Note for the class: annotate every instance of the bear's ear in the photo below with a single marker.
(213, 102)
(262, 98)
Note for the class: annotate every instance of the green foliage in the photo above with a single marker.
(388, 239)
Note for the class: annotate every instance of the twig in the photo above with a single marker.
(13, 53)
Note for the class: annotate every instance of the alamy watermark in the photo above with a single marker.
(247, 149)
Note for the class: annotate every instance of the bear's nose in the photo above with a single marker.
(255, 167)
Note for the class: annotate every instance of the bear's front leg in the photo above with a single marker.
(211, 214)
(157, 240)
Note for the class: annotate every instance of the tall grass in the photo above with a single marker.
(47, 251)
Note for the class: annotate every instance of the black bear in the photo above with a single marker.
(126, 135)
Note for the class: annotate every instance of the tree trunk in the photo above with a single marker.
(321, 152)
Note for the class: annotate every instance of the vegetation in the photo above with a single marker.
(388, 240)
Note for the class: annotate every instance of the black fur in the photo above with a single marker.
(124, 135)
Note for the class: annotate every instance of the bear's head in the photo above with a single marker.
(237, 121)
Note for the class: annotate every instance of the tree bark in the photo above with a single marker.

+ + + +

**What you should do:**
Using the data above, return each line exactly as written.

**The completed task:**
Note for the class: annotate every instance of the bear's ear in the photo below with a single marker.
(213, 102)
(262, 98)
Note for the class: annotate every instance of the green foliage in the photo above with a single marker.
(388, 239)
Note for the class: annotate every instance of the twig in the photo above with a single marker.
(13, 53)
Note for the class: annotate every instance of the alamy watermark in the photo above with a single marker.
(247, 149)
Note for the class: annotate every instance of the bear's nose in the photo above with a single marker.
(255, 167)
Note for the class: annotate every instance of the bear's front leg in the photo above with a single marker.
(211, 214)
(157, 240)
Note for the class: annotate every instance of the tall grass in the photo above with a single marker.
(47, 251)
Note for the class: annotate every instance of the black bear in the photo above with a single marker.
(126, 135)
Note for the class: annotate every instance of the tree trunk in the photo above with a single marker.
(321, 152)
Note for the class: annotate every instance of the vegetation in the photo above with a single marker.
(388, 240)
Note for the class: annotate every instance of the black fur in the photo above with a single marker.
(124, 135)
Note for the class: annotate every instance of the bear's head in the photo above with a single marker.
(237, 121)
Note for the class: annotate every instance of the tree bark in the photo above with a single marker.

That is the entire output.